# Work instruction A
Replace "Europowers" with "European nations" in the forum argument about Iroquois colonies, and write the passage out again, beginning at the words "Iroquois should get" and stopping after "means they disagree.".
# Work instruction B
Extend the forum argument about Iroquois colonies past its last line.

# Text provided
----------

ANSWER THIS THEN.
I am playing Iroquois. I colonize the eastern seaboard area, specifically from about chesapeake to manhattan. (The Most Valuable.)
I get 50% on everything forever. BUT a european 'conquers' it and suddenly it's "fun" and they get less penalty? OR WHAT?
You are looking at it purely from a european perspective, and the POINT of the fact that it nerfs ROTW is that it nerfs ROTW.
AOW is lauded as being a boost to ROTW, and then i see this, and i feel like I might as well call it straight up Europa Genocidalis: Simulation of Slaughter.
Your points are all very fine and good, but IRRELEVANT.
Iroquois should get full benefit from colonies that are 1 province from their capital. If you don't agree, I'm sorry, but you clearly don't plan to play anyone but Europowers.
I've played more games as north american natives than games in all of Europe combined (and the only reason I play in Western Europe at all is there's some fun idea sets and DHEs there, like the Ambrosian Republic). I disagree with you.
Disagreeing with you does not make anyone Eurocentrist, racist, or anything else. It means they disagree.

----------

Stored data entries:
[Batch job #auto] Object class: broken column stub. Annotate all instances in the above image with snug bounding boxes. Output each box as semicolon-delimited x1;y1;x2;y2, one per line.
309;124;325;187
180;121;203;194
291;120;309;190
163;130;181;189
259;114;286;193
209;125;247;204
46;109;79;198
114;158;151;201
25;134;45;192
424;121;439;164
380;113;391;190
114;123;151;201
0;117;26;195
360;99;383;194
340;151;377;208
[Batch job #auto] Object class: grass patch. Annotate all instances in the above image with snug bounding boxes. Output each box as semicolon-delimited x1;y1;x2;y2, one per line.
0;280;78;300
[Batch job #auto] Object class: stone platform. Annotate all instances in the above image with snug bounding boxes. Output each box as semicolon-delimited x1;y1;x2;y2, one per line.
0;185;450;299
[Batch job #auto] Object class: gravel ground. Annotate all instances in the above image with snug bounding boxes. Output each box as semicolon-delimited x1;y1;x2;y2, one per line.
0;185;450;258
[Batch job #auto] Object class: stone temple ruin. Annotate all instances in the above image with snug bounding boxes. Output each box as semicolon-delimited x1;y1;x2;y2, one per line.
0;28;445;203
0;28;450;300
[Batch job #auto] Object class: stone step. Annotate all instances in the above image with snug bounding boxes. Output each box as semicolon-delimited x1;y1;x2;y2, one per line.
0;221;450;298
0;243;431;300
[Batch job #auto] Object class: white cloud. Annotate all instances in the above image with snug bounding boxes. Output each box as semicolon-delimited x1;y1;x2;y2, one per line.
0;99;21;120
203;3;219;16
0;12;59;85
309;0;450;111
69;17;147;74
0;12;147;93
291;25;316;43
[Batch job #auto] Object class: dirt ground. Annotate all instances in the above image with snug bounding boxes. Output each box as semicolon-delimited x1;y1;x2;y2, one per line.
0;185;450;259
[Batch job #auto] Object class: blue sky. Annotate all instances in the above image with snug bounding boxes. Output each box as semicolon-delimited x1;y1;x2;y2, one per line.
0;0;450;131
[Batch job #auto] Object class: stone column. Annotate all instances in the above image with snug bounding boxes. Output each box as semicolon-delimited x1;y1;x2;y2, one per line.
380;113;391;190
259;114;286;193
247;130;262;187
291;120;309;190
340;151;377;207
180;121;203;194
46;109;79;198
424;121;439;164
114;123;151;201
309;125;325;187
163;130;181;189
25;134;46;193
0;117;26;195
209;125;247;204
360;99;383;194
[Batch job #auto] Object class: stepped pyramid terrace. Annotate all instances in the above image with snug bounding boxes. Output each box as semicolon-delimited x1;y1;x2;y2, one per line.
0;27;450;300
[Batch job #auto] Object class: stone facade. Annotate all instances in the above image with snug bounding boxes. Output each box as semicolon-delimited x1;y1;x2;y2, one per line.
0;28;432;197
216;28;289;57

----------

# Answer section A
Iroquois should get full benefit from colonies that are 1 province from their capital. If you don't agree, I'm sorry, but you clearly don't plan to play anyone but European nations.
I've played more games as north american natives than games in all of Europe combined (and the only reason I play in Western Europe at all is there's some fun idea sets and DHEs there, like the Ambrosian Republic). I disagree with you.
Disagreeing with you does not make anyone Eurocentrist, racist, or anything else. It means they disagree.

# Answer section B
Here is the cold, hard fact: the old system of colonisation made it possible to be wildly more powerful than was reasonable as any African, American or Asian native country. It was not realistic - it was not even possible. And talking about CNs being able to reach 0% autonomy is pointless, because CNs colonise at the speed of lol so except in player hands they cannot try to become the USA two centuries early (even in player hands they're pretty painfully slow - colonising the other continent as say Inca and then returning to conquer the original as a CN will not be nearly as easy, fun, or powerful as people seem to think).
As for the late game scenario when CNs are more powerful and able to make better use of the land once they've seized it, thus giving them formidable monetary and manpower advantages over native states... well, that is actually
what happened in real life. Native states could and did acquit themselves well in many, many cases against the American colonial nations, but couldn't actually follow up successes or easily absorb failures due precisely to the fact that their manpower pools were tiny (and this was true even for large native confederations, the closest real life equivalent to a player-run large native state). Plus, the native population was still being hit by various epidemics periodically, which again would actually justify a permanent malus against native colonisers for biological reasons that cannot be realistically changed in EUIV's timeframe.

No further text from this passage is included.